Task to carry out:
Which lines of the entries contain the string "quoted"? Copy each of them.

Given entries:
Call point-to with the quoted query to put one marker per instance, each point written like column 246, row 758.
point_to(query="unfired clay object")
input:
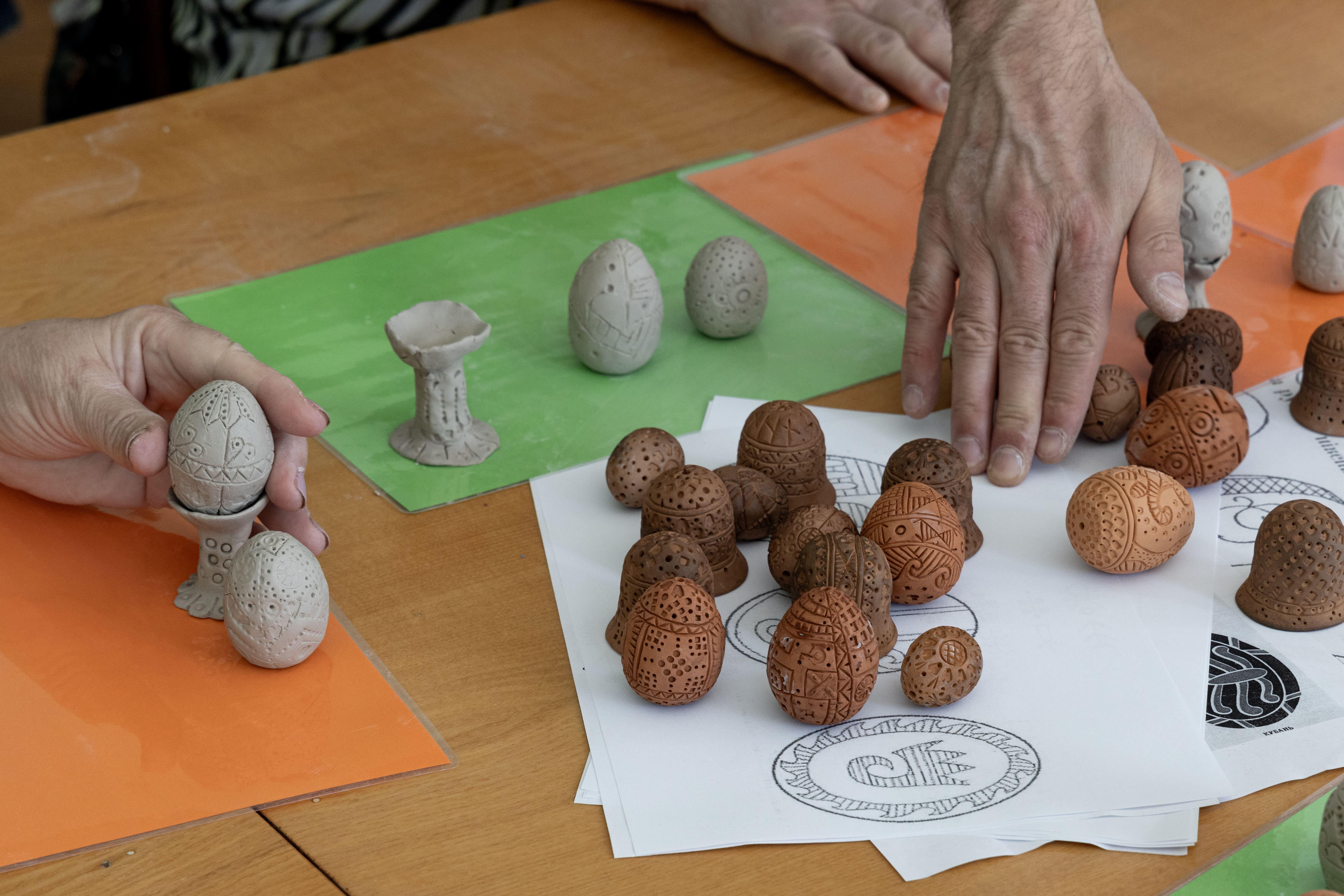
column 616, row 310
column 639, row 459
column 940, row 467
column 433, row 338
column 1319, row 249
column 941, row 667
column 784, row 441
column 726, row 288
column 276, row 601
column 823, row 659
column 1129, row 519
column 1197, row 434
column 674, row 644
column 1298, row 574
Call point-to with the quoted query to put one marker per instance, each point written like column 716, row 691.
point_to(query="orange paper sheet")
column 123, row 715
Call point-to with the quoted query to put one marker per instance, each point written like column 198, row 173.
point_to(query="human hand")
column 85, row 408
column 1048, row 162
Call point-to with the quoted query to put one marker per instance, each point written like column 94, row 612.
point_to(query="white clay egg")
column 220, row 449
column 726, row 288
column 616, row 310
column 276, row 601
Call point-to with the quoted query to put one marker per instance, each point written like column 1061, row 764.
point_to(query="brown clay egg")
column 784, row 441
column 663, row 555
column 922, row 539
column 694, row 502
column 800, row 527
column 1298, row 573
column 941, row 468
column 1129, row 519
column 674, row 644
column 640, row 459
column 823, row 659
column 759, row 503
column 858, row 568
column 1197, row 434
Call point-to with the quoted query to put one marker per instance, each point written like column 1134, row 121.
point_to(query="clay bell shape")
column 616, row 310
column 1298, row 574
column 433, row 338
column 694, row 502
column 784, row 441
column 941, row 468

Output for this task:
Call point-to with the quoted query to put one marker per instance, each point written like column 246, row 758.
Call point-to with the quoted query to put one marker per instance, each point written like column 716, row 691.
Call point-to with the quoted query to put one marker per instance, each point written like column 198, row 173.
Call point-to with the quoted query to put one marker per instance, each point written like column 94, row 612.
Call point-to with the quoted query to put one marker per instance, each point written like column 1061, row 764.
Call point-to with the quoted query to put one marker per instance, each point written like column 1134, row 121.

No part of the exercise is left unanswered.